In full and without alteration, repeat the material.

# start of INPUT DATA

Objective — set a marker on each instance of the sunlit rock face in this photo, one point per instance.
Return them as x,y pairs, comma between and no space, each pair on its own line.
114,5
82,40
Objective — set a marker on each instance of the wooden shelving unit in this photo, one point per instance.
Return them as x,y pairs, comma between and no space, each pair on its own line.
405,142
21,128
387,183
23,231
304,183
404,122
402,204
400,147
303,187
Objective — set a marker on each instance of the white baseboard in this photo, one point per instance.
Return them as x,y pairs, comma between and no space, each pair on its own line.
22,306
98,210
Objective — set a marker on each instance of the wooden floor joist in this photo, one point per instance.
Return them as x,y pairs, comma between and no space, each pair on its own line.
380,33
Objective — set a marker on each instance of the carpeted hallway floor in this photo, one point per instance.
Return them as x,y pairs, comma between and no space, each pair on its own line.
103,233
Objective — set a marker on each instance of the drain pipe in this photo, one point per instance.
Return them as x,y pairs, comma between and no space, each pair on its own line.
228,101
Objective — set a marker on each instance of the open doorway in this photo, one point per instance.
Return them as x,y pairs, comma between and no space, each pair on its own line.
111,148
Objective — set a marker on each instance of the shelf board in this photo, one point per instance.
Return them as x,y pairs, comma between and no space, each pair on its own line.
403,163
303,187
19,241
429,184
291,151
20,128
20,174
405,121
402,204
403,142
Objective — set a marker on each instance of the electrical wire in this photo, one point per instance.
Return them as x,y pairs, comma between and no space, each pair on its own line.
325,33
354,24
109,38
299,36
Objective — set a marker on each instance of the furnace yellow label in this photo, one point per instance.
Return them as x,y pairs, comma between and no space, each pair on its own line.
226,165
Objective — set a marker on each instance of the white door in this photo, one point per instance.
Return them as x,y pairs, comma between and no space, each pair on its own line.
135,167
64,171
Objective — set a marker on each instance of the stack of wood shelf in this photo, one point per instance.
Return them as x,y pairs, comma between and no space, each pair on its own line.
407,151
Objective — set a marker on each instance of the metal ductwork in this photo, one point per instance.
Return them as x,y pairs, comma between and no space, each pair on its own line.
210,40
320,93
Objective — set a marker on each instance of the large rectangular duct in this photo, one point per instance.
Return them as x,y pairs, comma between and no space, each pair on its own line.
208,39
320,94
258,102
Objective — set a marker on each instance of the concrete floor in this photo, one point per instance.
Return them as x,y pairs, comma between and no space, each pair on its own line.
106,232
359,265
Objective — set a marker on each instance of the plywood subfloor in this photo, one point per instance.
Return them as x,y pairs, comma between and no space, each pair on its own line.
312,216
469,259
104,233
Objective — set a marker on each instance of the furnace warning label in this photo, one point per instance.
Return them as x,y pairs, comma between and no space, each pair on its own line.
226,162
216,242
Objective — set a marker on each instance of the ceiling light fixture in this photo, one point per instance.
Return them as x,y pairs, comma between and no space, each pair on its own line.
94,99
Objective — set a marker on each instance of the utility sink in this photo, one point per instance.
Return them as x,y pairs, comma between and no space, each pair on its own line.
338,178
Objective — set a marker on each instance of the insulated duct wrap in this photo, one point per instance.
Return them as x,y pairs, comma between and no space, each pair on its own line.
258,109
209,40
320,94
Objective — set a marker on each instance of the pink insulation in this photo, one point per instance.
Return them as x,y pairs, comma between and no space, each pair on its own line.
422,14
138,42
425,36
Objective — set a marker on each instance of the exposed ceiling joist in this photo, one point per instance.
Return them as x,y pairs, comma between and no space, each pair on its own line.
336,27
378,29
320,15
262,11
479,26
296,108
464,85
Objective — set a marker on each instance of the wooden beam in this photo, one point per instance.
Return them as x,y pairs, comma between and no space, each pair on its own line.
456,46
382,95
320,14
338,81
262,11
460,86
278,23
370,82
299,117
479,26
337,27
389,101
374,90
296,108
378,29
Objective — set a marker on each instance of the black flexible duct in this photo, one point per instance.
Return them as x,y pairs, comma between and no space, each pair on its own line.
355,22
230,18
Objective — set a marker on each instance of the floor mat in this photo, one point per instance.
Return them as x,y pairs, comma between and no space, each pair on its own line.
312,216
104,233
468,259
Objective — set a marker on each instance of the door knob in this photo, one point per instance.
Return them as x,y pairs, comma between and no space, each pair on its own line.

# end of INPUT DATA

ANSWER BELOW =
Objective — set a marker on each instance of the sunlit rock face in this photo, one point per instance.
Return them as x,y pairs, comma between and no space, each pair on its own line.
114,5
82,40
Objective — set a marker on each instance of the wooden shelving unit in this photo, one point per instance.
Return them as x,y pairs, comma between and no space, each pair on its own line.
405,142
21,128
387,183
23,231
304,183
404,122
402,204
400,147
303,187
Objective — set a marker on each instance of the white baseboard in this photo, one point per instance.
Return them as x,y pairs, comma between and no space, each pair on its own line.
22,306
98,210
Objective — set a marker on each instance of the wooden floor joist in this photo, one point per instance.
Return them as x,y pairs, comma between and no space, each pair on its own line.
380,33
Objective — set a marker on each instance of the carpeted hallway floor in this photo, one point per instance.
Return them as x,y pairs, comma between and no space, each pair on its own line.
103,233
Objective — set a marker on each instance of the drain pipe in this photo, one point per instance.
Return them as x,y pairs, comma between and no space, each pair on its own line.
228,101
Objective — set a marker on each instance of the open doorway in this photo, one point per instance.
Return them as x,y pairs, comma between and no space, each pair on its own line.
111,148
Objective — set a marker on each instance of the shelf board in this photo, one point per instance.
Return them as x,y pairs, comma between and no space, each pair on its own line.
403,163
303,187
19,241
429,184
291,151
20,128
20,174
405,121
402,204
403,142
Objective — set a marker on each instance of the electrical wire in this photo, one point per instance.
Return them as x,y pairs, comma between and no space, each pair on its own line.
325,33
354,24
109,38
299,36
Objective — set a marker on each instance of the furnace yellow label in this photo, one point per instance.
Return them as x,y pairs, comma between and no space, each pair on its own line.
226,165
Objective — set a marker on each instance of the white door in this photo, one point per instance.
Return them as x,y pairs, comma between and no space, each pair on its own line.
135,167
64,171
Objective — set a marker on each instance of the stack of wood shelf in this photo, one point per instance.
Return them as x,y pairs, comma between and no space, each pair on its own line.
407,151
Objective — set a marker on each instance of the metal ductwork in this photo, one point per instance.
Return them as x,y pairs, comma between and no space, each pair on its own line.
210,40
320,93
Objective — set a marker on each instance of the large rectangular duct in this photo, one point per instance.
Return them as x,y pairs, comma between and no space, each pair on its own line.
208,39
320,94
258,102
Objective — set a marker on each instance of the concrete floor in this photo, one point per instance.
Return them as x,y pairs, comma between and no space, each pair on its own line.
106,232
359,265
Objective — set a marker on each instance of the plywood subfloor in this photo, one point per instance.
Return them as x,y pairs, comma between and no space, each pair on its own line.
312,216
469,259
104,233
Objective — set a marker on each instance of the furnace warning label in this photo, one point per instance.
Return them as x,y pairs, comma between and no space, each pair on its own line.
226,162
216,242
Objective — set a marker on each instance of the ceiling light fixture in this photo, one point per instance.
Return them as x,y pairs, comma between and no space, each pair on its own line.
94,99
Objective — set a marker on each instance of the utility sink in this photo, one point per instance.
Return them as x,y pairs, comma between and no space, each pair on its own line.
338,178
Objective — set a marker on each instance of the insulated duct wrap in this photo, one point per instance.
Return them as x,y pairs, comma between and no space, each pair on its own line.
258,109
209,40
320,94
Objective — set a marker on each instance of the pink insulation in this photo, one point per instance.
Return them as x,y pairs, comma between and no space, each pair on its own line.
422,14
138,42
425,36
Objective — set a marker on each instance of the exposed ceiling joist in this photo, one point per instance.
Return them as x,y pairs, comma between and no space, each pair on its own line.
336,27
378,29
320,15
262,11
479,26
296,108
464,85
Objective — set a marker on each instance of the wooden beam in this photo, one point per instance.
Return them as x,y pairs, comma between and no space, each pair on its own line.
456,46
382,95
320,14
338,81
262,11
460,86
278,23
370,82
299,117
479,26
337,27
389,101
374,90
296,108
378,29
Objective — set a marker on each instance of the black flexible duct in this photo, one point per instance.
Return them as x,y pairs, comma between and no space, each pair on its own line.
355,22
230,18
Objective — set a marker on each instance of the floor mat in this photo, one point per instance.
Return them as x,y pairs, comma between and no space, each pair on its own line.
312,216
104,233
468,259
Objective — set a marker on each instance of the door knob in this photo, one point per instance.
Return them as x,y pairs, comma between and no space, each pair on its own line.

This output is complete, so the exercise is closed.